* Enunciado: Según el pasaje citado, ¿qué encontró en los blogs quien lo escribe?

* Pasaje citado:
::::

A pesar de que los blogs estaban en decadencia, decidí tener el mío. Y lo decidí porque encontré, en ellos, un vehículo hacia la libertad. En el blog podía ser yo. Podía escribir sin que nadie tosiera en mis escritos. Sin pasar por el "visto bueno" de los otros. Sin censuras, ni sesgos editoriales. El blog se convirtió en algo necesario en mi vida. Algo que, a voz de pronto, no comprendían ni familiares ni allegados. Algo que suscitaba burlas entre quienes no me comprendían. El blog se convirtió, durante unos años, en un amasijo de ilusiones y frustraciones. Ilusiones por querer ser un referente en el pensamiento colectivo. Frustraciones por luchar, en vano, ante una jungla de elefantes, enchufados y firmas de renombre. Aún así, el blog ha sido una fuente de satisfacciones. Satisfacciones cuando alguien deja un comentario. Y satisfacciones cuando profesores y periodistas reseñan mis artículos en sus clases y diarios.

::::

* Material proporcionado:

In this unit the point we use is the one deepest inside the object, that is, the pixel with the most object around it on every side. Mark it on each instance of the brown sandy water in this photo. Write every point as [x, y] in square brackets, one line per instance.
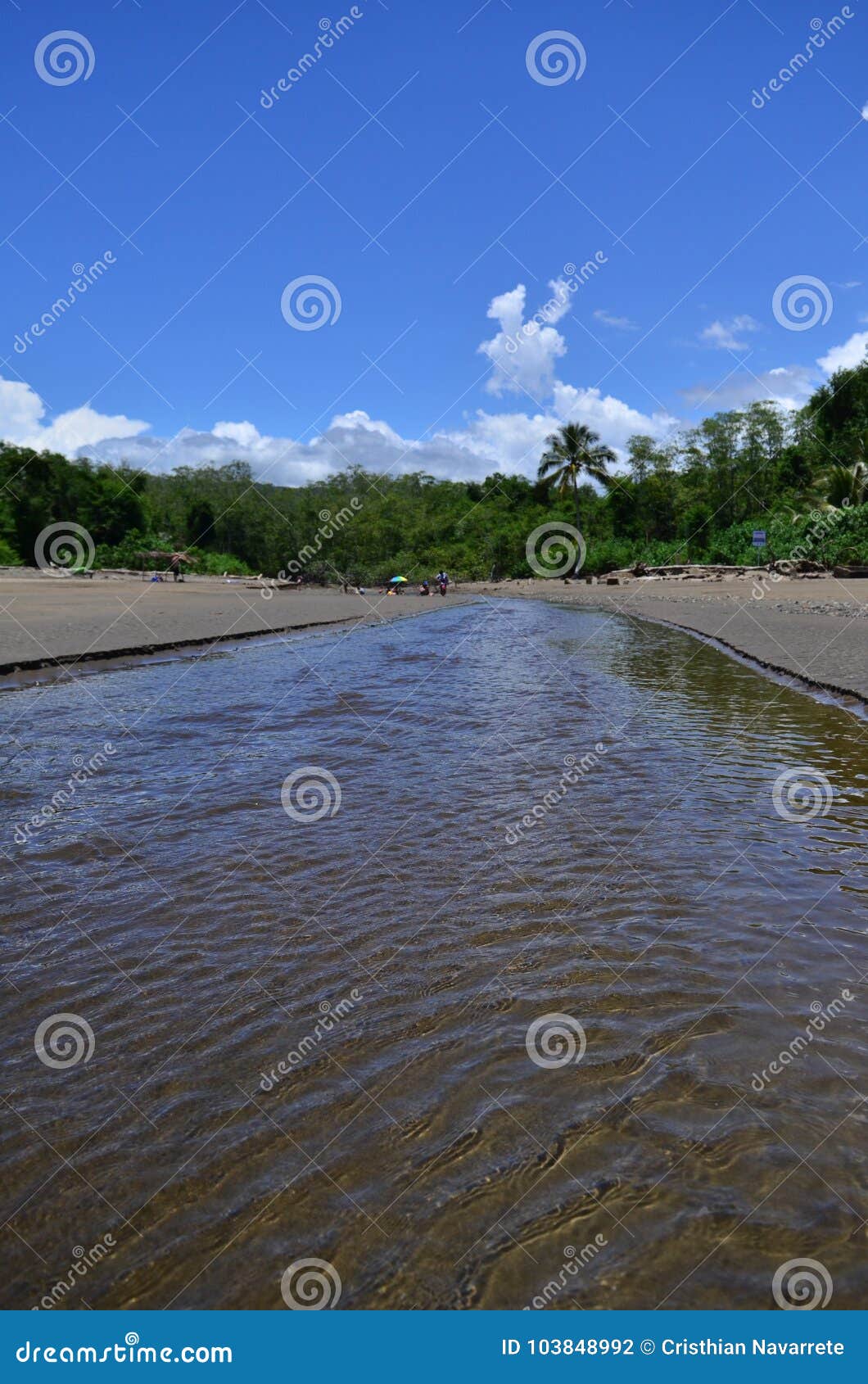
[393, 955]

::::

* Respuesta esperada: Un vehículo hacia la libertad.